Do this:
Transcribe everything in the Bespin library text below from "Bespin is a" down to "Network Analysis Project.".

Text extract:
□ □ □ □ □

Bespin is a library that contains reference implementations of "big data" algorithms in MapReduce and Spark.
Build the package:
$ mvn clean package
Grab the data:
$ mkdir data
$ curl http://lintool.github.io/bespin-data/Shakespeare.txt > data/Shakespeare.txt
$ curl http://lintool.github.io/bespin-data/p2p-Gnutella08-adj.txt > data/p2p-Gnutella08-adj.txt
The datasets are stored in the Bespin data repo.
- The file
Shakespeare.txt
contains the The Complete Works of William Shakespeare from Project Gutenberg. - The file
p2p-Gnutella08-adj.txt
contains a snapshot of the Gnutella peer-to-peer file sharing network from August 2002, where nodes represent hosts in the Gnutella network topology and edges represent connections between the Gnutella hosts. This dataset is available from the Stanford Network Analysis Project.
Make sure you've downloaded the Shakespeare collection (see "Getting Started" above). Running word count in Java MapReduce:
$ hadoop jar target/bespin-0.1.0-SNAPSHOT.jar io.bespin.java.mapreduce.wordcount.WordCount \
-input data/Shakespeare.txt -output wc-jmr-combiner
To enable the "in-mapper combining" optimization, use the -imc
option.

□ □ □ □ □

Entries supplied:
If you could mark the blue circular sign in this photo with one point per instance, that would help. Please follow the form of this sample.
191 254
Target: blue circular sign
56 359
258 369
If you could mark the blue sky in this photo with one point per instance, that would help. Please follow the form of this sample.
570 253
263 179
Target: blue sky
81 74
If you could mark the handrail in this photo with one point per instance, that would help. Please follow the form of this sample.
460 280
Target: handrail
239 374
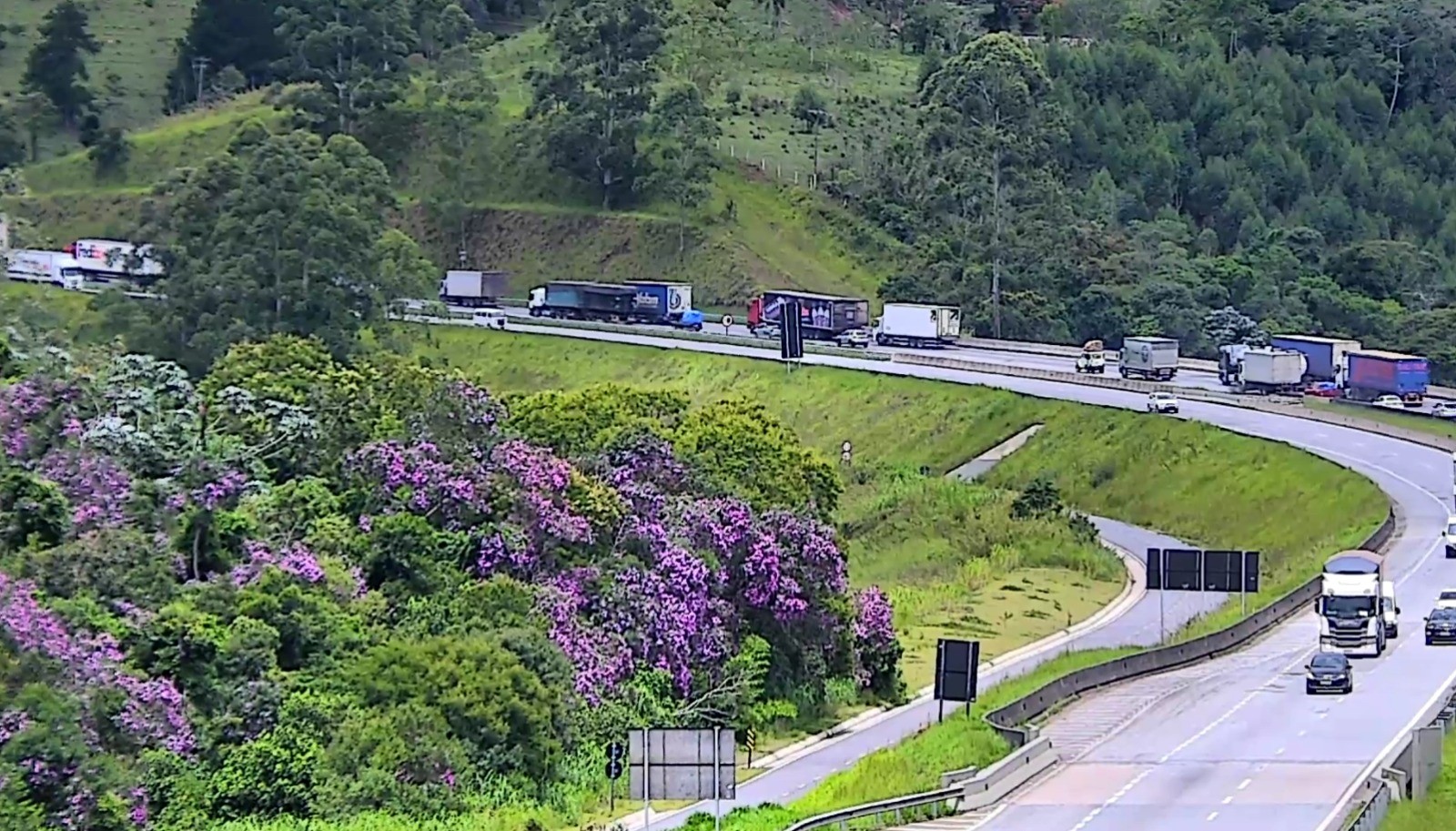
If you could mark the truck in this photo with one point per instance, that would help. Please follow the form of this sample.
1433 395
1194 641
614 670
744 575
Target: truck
664 304
113 259
1155 359
1261 369
50 267
1092 359
1325 359
1375 373
473 289
917 325
823 316
579 300
1356 603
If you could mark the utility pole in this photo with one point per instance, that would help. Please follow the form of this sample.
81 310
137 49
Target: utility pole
200 67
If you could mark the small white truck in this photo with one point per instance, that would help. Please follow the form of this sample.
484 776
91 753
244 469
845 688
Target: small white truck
917 325
1092 360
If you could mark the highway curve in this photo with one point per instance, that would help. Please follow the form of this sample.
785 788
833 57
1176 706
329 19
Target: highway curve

□ □ □ □ □

Exercise answer:
Bespin is a library that contains reference implementations of "big data" algorithms in MapReduce and Spark.
Build the package:
$ mvn clean package
Grab the data:
$ mkdir data
$ curl http://lintool.github.io/bespin-data/Shakespeare.txt > data/Shakespeare.txt
$ curl http://lintool.github.io/bespin-data/p2p-Gnutella08-adj.txt > data/p2p-Gnutella08-adj.txt
The datasets are stored in the Bespin data repo.
- The file
Shakespeare.txt
contains the The Complete Works of William Shakespeare from Project Gutenberg. - The file
p2p-Gnutella08-adj.txt
contains a snapshot of the Gnutella peer-to-peer file sharing network from August 2002, where nodes represent hosts in the Gnutella network topology and edges represent connections between the Gnutella hosts. This dataset is available from the Stanford Network Analysis Project.